* EXTRACTED TEXT
——

Prior to the brother’s arrest, both he and his sister insisted that a haunted mirror murdered their parents. No one believes them, naturally.
While the brother grows up in a mental ward, his doctors convince him that he imagined everything he remembers about the supposedly haunted mirror.
The sister (now 23 years old) hunts down the mirror, more-or-less steals it from the auction house at which she and her fiancé work, moves the mirror to her childhood home (still in her ownership), and awaits her brother’s release.
The sister surrounds the mirror with cameras and computers that try a little too hard to advertise Apple. She intends, with her brother’s help, to prove once and for all that the evil entity inside the mirror killed her parents.
Her brother argues that both of them invented the mirror’s paranormal resident. He argues from the side of logic. She argues from the side of intuition (gender roles, anyone?).
The movie’s writers make it clear from the get-go that the mirror is, indeed, haunted. However, it might’ve proven more interesting to actually call into question which of the siblings properly recalled the events that led to their parents’ demises.

——

* INFORMATION SHOWN
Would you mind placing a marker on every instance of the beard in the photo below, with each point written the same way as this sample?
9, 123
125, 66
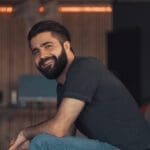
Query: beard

——

* TASK OBJECTIVE
Quote the stretch of the haunted-mirror review from "The sister (now" through "(gender roles, anyone?).". Rely only on the haunted-mirror review to respond.

* SOLVED PROBLEM
The sister (now 23 years old) hunts down the mirror, more-or-less steals it from the auction house at which she and her fiancé work, moves the mirror to her childhood home (still in her ownership), and awaits her brother’s release.
The sister surrounds the mirror with cameras and computers that try a little too hard to advertise Apple. She intends, with her brother’s help, to prove once and for all that the evil entity inside the mirror killed her parents.
Her brother argues that both of them invented the mirror’s paranormal resident. He argues from the side of logic. She argues from the side of intuition (gender roles, anyone?).